• [Passage]
Diagnosed with endometrial cancer
Journalist Gwen Ifill died of breast and endometrial cancer in 2016 at age 61, surrounded by family and friends. She had been suffering from endometrial cancer for less than a year.
Ifill was the first African-American woman to host a nationally televised U.S. public affairs program and moderated the 2004 and 2008 vice-presidential debates.
Spanish singer and actress Rocío Dúrcal, beloved singer in Latin America, died in 2006 at age 61 from endometrial (uterine) cancer.
She was diagnosed in 2001. Three years later, her doctors discovered a malignant lesion in her lungs, which was treated with chemotherapy. The cancer later metastasized to her brain and she died in her home in Madrid.
Ann Dunham, mother of Barack Obama, died from uterine cancer at age 52 in late 1995.
Her cancer was misdiagnosed as indigestion in Indonesia and had spread to her ovaries by the time she returned to the States earlier that year.
Dunham earned a doctorate in anthropology and spent most of her adult life overseas, particularly in Indonesia.
In August of 2013, 33-year-old Nefa-Tari Moore, a licensed practical nurse (LPN) in Brooklyn, New York, started experiencing heavy vaginal bleeding and lower back pain. She didn’t think much of it at first—until one day in November when her pain became so severe she rushed to a hospital emergency room.
There she was told told that the bleeding might just be a change of menstrual cycles, or her being stressed, or “that it was all in my head,” Moore says. “They wanted to give me ibuprofen and recommended that I go home and rest.”

• [Task set]
**1.** Transcribe the endometrial cancer passage from "Spanish singer and" down to "earlier that year.".
**2.** Continue the passage about women with endometrial cancer from its final sentence.

• [Stored data]
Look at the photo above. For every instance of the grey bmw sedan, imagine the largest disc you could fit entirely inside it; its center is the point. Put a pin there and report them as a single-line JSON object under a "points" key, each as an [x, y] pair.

• [Answers below]
**1.**
Spanish singer and actress Rocío Dúrcal, beloved singer in Latin America, died in 2006 at age 61 from endometrial (uterine) cancer.
She was diagnosed in 2001. Three years later, her doctors discovered a malignant lesion in her lungs, which was treated with chemotherapy. The cancer later metastasized to her brain and she died in her home in Madrid.
Ann Dunham, mother of Barack Obama, died from uterine cancer at age 52 in late 1995.
Her cancer was misdiagnosed as indigestion in Indonesia and had spread to her ovaries by the time she returned to the States earlier that year.

**2.**
But Moore insisted on staying for further observation until the ER staff set her up with an OB/GYN referral, which ultimately led to her diagnosis of endometrial cancer.
She now works with the Spot Her campaign to raise awareness about endometrial cancer and to empower women “to be their own best advocates for their health.”
Linda Collins had been in menopause for almost a decade when she started bleeding again. The bleeding was light — occasional spotting, really — and she barely gave it a passing thought.
When she finally went in for a checkup, her doctor refused to let her leave until she underwent a biopsy. Within days, Ms. Collins learned she had cancer of the uterus — and an especially aggressive form of it.
“I had no pain, no other symptoms, and I didn’t think seriously about it,” said Ms. Collins, 64, a retiree in New York City. “That was a mistake.”
Collins underwent a hysterectomy and radiation therapy and now goes out of her way to tell friends and acquaintances to immediately talk to their doctors about unusual bleeding or other symptoms like pain, bloating or sudden weight loss.
“I tell them, ‘Don’t wait, don’t wait. If it doesn’t feel right, if you don’t think it should be happening — check it out,’” Ms. Collins said. “I should have looked into it sooner.”